Data records:
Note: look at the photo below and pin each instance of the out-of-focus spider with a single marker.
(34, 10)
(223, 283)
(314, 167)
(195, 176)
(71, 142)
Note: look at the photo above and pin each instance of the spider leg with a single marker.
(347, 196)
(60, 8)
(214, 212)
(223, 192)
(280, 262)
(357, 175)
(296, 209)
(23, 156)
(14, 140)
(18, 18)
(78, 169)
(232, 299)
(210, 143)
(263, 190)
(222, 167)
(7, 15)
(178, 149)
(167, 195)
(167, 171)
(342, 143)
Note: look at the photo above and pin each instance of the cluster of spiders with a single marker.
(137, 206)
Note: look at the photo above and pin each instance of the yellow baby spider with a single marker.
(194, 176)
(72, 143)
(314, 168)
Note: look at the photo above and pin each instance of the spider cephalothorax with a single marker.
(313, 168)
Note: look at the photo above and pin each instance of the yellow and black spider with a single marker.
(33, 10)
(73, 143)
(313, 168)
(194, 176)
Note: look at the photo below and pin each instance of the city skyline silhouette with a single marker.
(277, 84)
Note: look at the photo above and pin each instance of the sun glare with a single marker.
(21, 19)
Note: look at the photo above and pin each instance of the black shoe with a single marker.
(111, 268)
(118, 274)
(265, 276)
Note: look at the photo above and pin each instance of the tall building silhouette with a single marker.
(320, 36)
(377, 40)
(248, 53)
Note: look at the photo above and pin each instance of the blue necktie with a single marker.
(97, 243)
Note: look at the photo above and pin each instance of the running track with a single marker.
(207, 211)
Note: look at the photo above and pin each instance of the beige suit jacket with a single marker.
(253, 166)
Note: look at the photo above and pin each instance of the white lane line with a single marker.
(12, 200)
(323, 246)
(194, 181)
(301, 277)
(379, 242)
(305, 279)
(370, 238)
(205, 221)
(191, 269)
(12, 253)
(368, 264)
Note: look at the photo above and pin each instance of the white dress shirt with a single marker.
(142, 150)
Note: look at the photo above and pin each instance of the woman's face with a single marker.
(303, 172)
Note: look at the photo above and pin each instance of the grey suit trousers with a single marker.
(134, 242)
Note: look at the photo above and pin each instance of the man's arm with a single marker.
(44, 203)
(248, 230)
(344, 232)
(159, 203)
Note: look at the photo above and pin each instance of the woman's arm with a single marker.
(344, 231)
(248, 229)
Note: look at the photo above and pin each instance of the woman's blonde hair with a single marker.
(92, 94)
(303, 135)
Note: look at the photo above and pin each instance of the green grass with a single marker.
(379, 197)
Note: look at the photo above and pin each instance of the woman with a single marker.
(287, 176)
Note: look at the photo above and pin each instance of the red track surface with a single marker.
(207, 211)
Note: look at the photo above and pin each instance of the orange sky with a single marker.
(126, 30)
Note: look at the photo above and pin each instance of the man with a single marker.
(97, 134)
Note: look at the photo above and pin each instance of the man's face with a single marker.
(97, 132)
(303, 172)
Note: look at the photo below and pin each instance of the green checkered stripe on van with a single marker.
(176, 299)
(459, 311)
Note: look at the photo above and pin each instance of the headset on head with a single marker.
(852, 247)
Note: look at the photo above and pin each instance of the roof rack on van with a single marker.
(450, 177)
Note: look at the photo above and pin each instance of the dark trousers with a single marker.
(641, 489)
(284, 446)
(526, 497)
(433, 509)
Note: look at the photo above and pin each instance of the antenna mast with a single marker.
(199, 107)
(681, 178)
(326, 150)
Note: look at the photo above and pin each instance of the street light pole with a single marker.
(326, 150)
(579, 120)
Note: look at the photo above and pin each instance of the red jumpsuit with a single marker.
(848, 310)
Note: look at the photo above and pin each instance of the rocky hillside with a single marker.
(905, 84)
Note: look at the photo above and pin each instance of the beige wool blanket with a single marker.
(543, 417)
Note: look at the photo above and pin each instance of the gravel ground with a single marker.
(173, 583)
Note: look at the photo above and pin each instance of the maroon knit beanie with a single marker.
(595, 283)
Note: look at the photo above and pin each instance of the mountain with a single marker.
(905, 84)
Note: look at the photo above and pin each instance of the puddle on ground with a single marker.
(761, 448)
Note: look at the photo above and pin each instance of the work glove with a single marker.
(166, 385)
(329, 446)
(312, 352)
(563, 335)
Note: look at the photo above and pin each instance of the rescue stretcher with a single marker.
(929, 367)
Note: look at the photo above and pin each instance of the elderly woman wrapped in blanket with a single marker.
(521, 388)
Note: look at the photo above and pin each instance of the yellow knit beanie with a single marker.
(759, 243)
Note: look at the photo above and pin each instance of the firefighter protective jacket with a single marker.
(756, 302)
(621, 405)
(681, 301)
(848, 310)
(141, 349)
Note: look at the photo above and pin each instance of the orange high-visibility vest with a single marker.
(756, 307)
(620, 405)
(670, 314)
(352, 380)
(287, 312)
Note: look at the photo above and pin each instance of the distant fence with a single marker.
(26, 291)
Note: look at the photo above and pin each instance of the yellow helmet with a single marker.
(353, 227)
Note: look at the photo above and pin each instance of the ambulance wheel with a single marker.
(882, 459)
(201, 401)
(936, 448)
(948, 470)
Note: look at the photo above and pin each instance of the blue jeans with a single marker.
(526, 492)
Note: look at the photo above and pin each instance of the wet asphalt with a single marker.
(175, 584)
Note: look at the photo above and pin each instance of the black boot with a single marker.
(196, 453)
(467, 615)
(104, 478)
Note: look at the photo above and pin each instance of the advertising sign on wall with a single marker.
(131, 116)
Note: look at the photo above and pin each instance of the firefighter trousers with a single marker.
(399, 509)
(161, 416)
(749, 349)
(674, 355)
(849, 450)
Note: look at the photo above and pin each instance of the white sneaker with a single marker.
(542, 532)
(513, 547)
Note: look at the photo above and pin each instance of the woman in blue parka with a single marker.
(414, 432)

--

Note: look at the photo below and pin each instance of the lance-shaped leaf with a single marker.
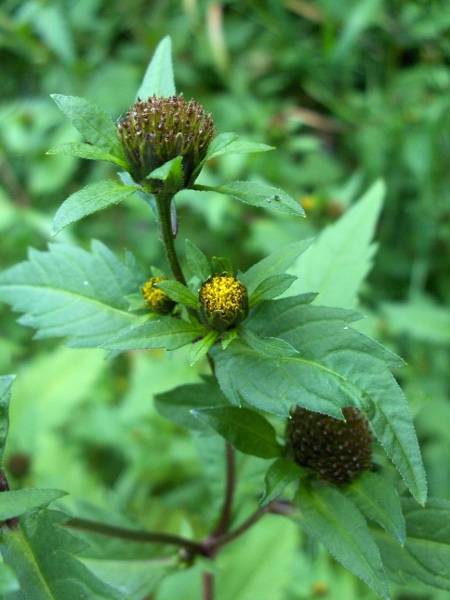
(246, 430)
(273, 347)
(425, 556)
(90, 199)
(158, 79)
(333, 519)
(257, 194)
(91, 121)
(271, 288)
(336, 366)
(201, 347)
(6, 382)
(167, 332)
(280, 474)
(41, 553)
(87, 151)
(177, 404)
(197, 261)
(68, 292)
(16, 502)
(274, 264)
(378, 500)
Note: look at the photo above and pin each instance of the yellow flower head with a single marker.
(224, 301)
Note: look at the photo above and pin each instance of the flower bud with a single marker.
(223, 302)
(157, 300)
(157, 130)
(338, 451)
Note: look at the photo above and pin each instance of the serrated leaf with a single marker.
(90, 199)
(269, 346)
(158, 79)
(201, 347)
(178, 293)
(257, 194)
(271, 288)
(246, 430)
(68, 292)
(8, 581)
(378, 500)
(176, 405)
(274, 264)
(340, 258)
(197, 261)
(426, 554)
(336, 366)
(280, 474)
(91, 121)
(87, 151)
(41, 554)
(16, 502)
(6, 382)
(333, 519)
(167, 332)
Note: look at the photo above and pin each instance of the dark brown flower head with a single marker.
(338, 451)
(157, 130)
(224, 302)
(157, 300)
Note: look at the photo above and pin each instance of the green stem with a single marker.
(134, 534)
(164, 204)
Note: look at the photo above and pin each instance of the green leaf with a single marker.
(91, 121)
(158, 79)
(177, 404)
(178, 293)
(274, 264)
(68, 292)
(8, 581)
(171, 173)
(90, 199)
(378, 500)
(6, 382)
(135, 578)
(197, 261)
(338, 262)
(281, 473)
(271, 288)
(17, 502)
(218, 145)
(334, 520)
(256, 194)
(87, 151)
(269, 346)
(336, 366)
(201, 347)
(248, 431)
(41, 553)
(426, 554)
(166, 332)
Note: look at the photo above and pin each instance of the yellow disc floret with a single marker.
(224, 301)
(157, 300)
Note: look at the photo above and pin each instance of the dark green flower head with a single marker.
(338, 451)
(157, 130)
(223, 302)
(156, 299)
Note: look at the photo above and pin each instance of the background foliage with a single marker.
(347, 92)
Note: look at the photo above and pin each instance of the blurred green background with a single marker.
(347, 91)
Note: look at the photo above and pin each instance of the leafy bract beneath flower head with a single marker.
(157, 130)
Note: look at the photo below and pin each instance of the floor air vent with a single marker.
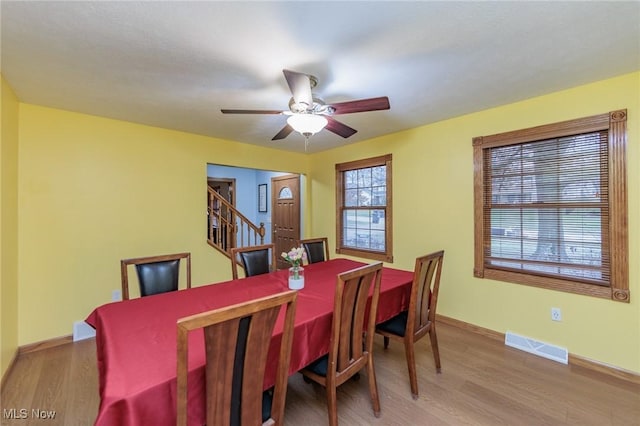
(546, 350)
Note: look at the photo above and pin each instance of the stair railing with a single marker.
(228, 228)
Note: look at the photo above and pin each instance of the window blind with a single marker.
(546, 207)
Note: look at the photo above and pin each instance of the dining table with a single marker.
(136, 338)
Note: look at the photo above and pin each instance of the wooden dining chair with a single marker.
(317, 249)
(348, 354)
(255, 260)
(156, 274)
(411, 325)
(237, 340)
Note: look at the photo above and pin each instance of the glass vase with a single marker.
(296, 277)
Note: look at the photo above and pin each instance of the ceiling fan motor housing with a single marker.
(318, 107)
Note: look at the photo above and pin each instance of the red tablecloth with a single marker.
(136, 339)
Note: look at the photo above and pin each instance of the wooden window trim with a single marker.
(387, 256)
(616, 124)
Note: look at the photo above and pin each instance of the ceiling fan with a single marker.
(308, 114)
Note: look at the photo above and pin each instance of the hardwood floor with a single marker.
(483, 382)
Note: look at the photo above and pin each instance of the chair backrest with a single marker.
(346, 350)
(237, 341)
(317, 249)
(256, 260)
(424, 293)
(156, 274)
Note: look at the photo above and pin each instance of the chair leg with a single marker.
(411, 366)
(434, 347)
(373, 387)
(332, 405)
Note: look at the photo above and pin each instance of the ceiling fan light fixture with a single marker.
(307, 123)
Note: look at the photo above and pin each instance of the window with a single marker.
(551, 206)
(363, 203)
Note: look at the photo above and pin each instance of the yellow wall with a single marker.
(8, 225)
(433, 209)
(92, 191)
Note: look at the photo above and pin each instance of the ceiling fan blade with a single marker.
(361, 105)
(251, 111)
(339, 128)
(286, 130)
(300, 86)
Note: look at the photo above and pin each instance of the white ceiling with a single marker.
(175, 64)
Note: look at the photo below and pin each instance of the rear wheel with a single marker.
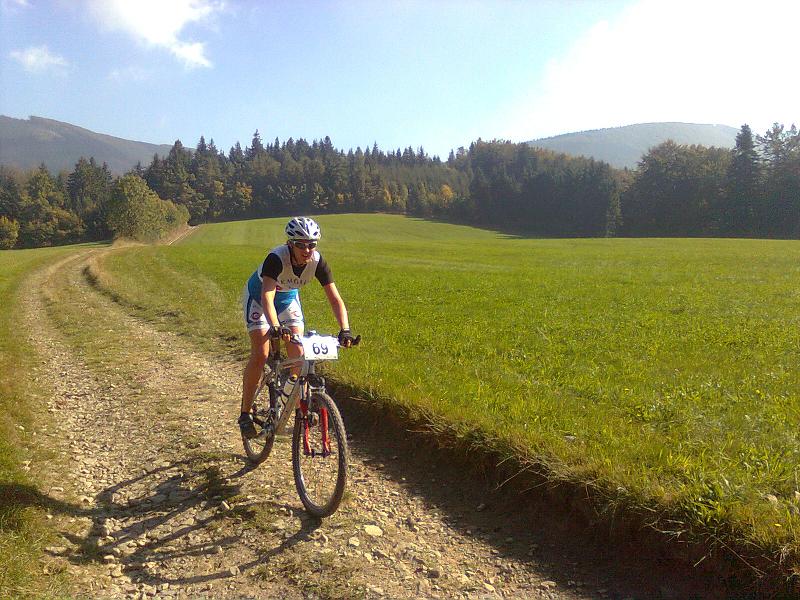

Request: Arrange everything in the material from the line containing "window with a single marker." down to the line containing "rear wheel with a single marker.", with both of those lines included, as a Markdown table. Use the columns Row and Line, put the row number under Row and the line under Line, and leave out blank lines.

Completed task:
| Row | Line |
|---|---|
| 1 | Note: look at the photo above and pin each instance of the window with a single marker. |
| 2 | (551, 206) |
| 3 | (363, 203) |
| 4 | Note: look at the photo above and pin each instance of the yellow wall with a single marker. |
| 5 | (8, 225) |
| 6 | (433, 209) |
| 7 | (92, 191) |
| 8 | Note: look at the photo above and pin each instance of the ceiling fan blade with a single marker. |
| 9 | (361, 105) |
| 10 | (251, 111) |
| 11 | (339, 128) |
| 12 | (286, 130) |
| 13 | (300, 86) |
| 14 | Note: look at the photo above and pin each instance of the white ceiling with a single marker. |
| 15 | (175, 64) |
| 16 | Note: look at the photo below and pin each instance of the rear wheel with a single marker. |